Stated goal => Convert every line of the records below into a Markdown table with two columns, Row and Line. Number the rows in order and skip any blank lines.
------------------------------------------------
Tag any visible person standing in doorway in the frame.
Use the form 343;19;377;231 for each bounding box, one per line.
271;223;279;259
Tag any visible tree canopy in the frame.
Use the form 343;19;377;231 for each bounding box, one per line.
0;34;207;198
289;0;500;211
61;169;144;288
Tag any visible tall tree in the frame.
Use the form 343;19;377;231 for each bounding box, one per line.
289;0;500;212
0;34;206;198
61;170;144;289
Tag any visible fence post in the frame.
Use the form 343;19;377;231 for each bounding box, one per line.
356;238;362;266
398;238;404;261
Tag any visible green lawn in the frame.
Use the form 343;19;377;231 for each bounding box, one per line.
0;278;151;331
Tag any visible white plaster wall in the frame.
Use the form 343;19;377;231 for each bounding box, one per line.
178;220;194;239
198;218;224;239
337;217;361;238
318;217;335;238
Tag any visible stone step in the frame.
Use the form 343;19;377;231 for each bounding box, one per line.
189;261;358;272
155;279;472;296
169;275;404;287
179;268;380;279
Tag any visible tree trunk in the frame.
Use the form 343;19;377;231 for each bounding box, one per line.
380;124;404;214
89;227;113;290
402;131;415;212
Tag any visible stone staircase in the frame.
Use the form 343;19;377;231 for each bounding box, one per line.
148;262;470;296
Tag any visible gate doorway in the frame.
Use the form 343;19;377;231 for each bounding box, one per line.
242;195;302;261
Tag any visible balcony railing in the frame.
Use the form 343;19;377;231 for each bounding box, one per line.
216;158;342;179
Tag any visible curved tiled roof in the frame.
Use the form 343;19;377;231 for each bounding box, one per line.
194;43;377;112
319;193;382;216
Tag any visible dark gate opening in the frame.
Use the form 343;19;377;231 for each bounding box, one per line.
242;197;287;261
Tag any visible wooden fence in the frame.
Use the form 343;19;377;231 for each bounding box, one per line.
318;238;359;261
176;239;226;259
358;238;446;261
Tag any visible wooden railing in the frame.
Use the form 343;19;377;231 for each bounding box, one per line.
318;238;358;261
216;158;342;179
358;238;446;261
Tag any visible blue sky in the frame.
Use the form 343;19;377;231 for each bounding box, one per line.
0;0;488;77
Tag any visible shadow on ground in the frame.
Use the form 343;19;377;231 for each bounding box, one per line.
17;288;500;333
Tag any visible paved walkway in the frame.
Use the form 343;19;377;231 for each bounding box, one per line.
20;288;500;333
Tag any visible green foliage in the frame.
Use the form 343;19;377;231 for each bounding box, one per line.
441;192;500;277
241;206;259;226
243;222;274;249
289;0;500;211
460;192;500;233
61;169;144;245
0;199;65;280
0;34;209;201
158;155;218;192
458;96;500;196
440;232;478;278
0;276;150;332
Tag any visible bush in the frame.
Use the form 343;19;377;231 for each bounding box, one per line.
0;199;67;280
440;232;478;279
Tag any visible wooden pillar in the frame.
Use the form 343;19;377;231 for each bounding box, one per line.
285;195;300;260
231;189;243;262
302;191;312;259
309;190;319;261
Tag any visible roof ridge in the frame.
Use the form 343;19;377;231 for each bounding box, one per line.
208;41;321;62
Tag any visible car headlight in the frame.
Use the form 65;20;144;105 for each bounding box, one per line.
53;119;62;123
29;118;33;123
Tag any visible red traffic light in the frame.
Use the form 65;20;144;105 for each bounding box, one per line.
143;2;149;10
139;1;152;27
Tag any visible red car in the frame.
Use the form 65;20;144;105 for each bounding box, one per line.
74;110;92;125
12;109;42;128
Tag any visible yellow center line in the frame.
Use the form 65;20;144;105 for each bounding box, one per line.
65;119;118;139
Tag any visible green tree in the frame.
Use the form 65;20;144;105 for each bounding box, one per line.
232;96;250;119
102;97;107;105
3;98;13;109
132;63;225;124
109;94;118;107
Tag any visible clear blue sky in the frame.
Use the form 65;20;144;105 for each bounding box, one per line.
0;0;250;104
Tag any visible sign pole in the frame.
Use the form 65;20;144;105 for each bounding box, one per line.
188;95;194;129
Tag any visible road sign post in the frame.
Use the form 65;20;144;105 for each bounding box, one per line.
------------------------------------------------
Answer to this exercise =>
| Row | Line |
|---|---|
| 1 | Tag any visible person standing in doorway in the frame. |
| 2 | Use the form 343;19;377;231 for each bounding box, one per line. |
| 3 | 271;223;279;259 |
| 4 | Tag any visible tree canopy in the frame. |
| 5 | Use the form 343;19;377;231 for each bounding box, one per line. |
| 6 | 0;34;207;198 |
| 7 | 289;0;500;211 |
| 8 | 61;169;144;288 |
| 9 | Tag any visible tall tree in the frame. |
| 10 | Use the form 343;19;377;231 for each bounding box, one per line. |
| 11 | 289;0;500;212 |
| 12 | 0;34;206;198 |
| 13 | 61;170;144;289 |
| 14 | Tag any visible fence post in the frame. |
| 15 | Use the form 343;19;377;231 for each bounding box, one per line. |
| 16 | 356;238;362;266 |
| 17 | 398;238;404;261 |
| 18 | Tag any visible green lawn in the frame. |
| 19 | Use the form 343;19;377;231 for each bounding box, one per line. |
| 20 | 0;278;151;331 |
| 21 | Tag any visible white plaster wall in the frame. |
| 22 | Use the form 343;19;377;231 for each bounding box, one per line. |
| 23 | 178;220;194;239 |
| 24 | 198;218;224;239 |
| 25 | 337;217;361;238 |
| 26 | 318;217;335;238 |
| 27 | Tag any visible stone step in the frame. |
| 28 | Use the form 343;19;377;231 for each bounding box, one per line. |
| 29 | 189;261;358;272 |
| 30 | 155;279;472;296 |
| 31 | 169;275;404;287 |
| 32 | 179;268;380;279 |
| 33 | Tag any visible tree trunk in the frame. |
| 34 | Use the form 343;19;377;231 for each bounding box, one per line. |
| 35 | 380;124;404;214 |
| 36 | 89;227;113;290 |
| 37 | 402;131;415;212 |
| 38 | Tag any visible stone staircase in the frame. |
| 39 | Use the form 343;19;377;231 for each bounding box, one per line. |
| 40 | 148;262;470;296 |
| 41 | Tag any visible gate doorway in the frame. |
| 42 | Use the form 343;19;377;231 for each bounding box, one per line. |
| 43 | 242;195;302;261 |
| 44 | Tag any visible balcony railing in the frame. |
| 45 | Use the form 343;19;377;231 for each bounding box, one per line. |
| 46 | 216;158;342;179 |
| 47 | Tag any visible curved tiled roof in the frame. |
| 48 | Use the form 343;19;377;231 for each bounding box, one per line. |
| 49 | 194;43;377;112 |
| 50 | 319;193;382;216 |
| 51 | Tag any visible dark gate opening in the frame. |
| 52 | Use the form 343;19;377;231 for each bounding box, one per line. |
| 53 | 242;197;287;261 |
| 54 | Tag any visible wooden fence in the frame. |
| 55 | Use the form 343;19;377;231 for each bounding box, one per line. |
| 56 | 318;238;359;261 |
| 57 | 176;239;226;259 |
| 58 | 358;238;446;261 |
| 59 | Tag any visible wooden railing in the frame. |
| 60 | Use the form 343;19;377;231 for each bounding box, one per line. |
| 61 | 318;238;358;261 |
| 62 | 216;158;342;179 |
| 63 | 358;238;446;261 |
| 64 | Tag any visible blue sky in the frame. |
| 65 | Use the form 343;19;377;231 for each bounding box, one per line. |
| 66 | 0;0;488;77 |
| 67 | Tag any visible shadow on ground in the frame. |
| 68 | Use the form 343;19;377;231 for each bounding box, one per line. |
| 69 | 17;288;500;333 |
| 70 | Tag any visible paved walkway in the frame. |
| 71 | Use the form 343;19;377;231 for each bounding box, one per line. |
| 72 | 20;288;500;333 |
| 73 | Tag any visible green foliage in the frame. |
| 74 | Use the form 343;19;377;231 for each bounding box, one per line. |
| 75 | 441;192;500;277 |
| 76 | 241;206;259;226 |
| 77 | 243;222;274;249 |
| 78 | 289;0;500;211 |
| 79 | 460;192;500;233 |
| 80 | 61;169;144;245 |
| 81 | 0;199;65;280 |
| 82 | 0;34;209;201 |
| 83 | 158;155;218;192 |
| 84 | 458;96;500;196 |
| 85 | 440;232;478;278 |
| 86 | 0;276;150;332 |
| 87 | Tag any visible bush in the frame. |
| 88 | Use the form 343;19;377;231 for each bounding box, one per line. |
| 89 | 0;199;67;280 |
| 90 | 440;232;478;279 |
| 91 | Tag any visible wooden pillar in the frame. |
| 92 | Use the form 343;19;377;231 for each bounding box, one per line. |
| 93 | 285;195;300;260 |
| 94 | 231;189;243;262 |
| 95 | 302;191;312;259 |
| 96 | 309;190;319;261 |
| 97 | Tag any visible roof ridge in the frame. |
| 98 | Use the form 343;19;377;231 for each bounding box, one per line. |
| 99 | 208;41;321;62 |
| 100 | Tag any visible car headlight in the frame. |
| 101 | Use the form 65;20;144;105 for each bounding box, one per line. |
| 102 | 53;119;62;123 |
| 103 | 29;118;33;123 |
| 104 | Tag any visible red traffic light in the frame. |
| 105 | Use the form 65;20;144;105 for each bounding box, one per line. |
| 106 | 143;2;149;10 |
| 107 | 139;1;152;27 |
| 108 | Tag any visible red car in the frame. |
| 109 | Use the form 65;20;144;105 for each bounding box, one per line. |
| 110 | 74;110;92;125 |
| 111 | 12;109;42;128 |
| 112 | Tag any visible yellow center line in the frame. |
| 113 | Use the form 65;20;144;105 for each bounding box, one per line. |
| 114 | 65;119;118;139 |
| 115 | Tag any visible green tree in the frame. |
| 116 | Use the form 65;20;144;105 for each bounding box, one per line. |
| 117 | 232;96;250;119 |
| 118 | 102;97;107;105 |
| 119 | 3;98;13;109 |
| 120 | 132;63;225;124 |
| 121 | 109;94;118;107 |
| 122 | Tag any visible clear blue sky in the frame. |
| 123 | Use the form 65;20;144;105 for each bounding box, one per line. |
| 124 | 0;0;250;104 |
| 125 | Tag any visible sign pole in the frame. |
| 126 | Use the form 65;20;144;105 for each bounding box, one per line. |
| 127 | 188;95;194;129 |
| 128 | Tag any visible road sign post in the frame. |
| 129 | Use the form 65;20;144;105 for each bounding box, one per line. |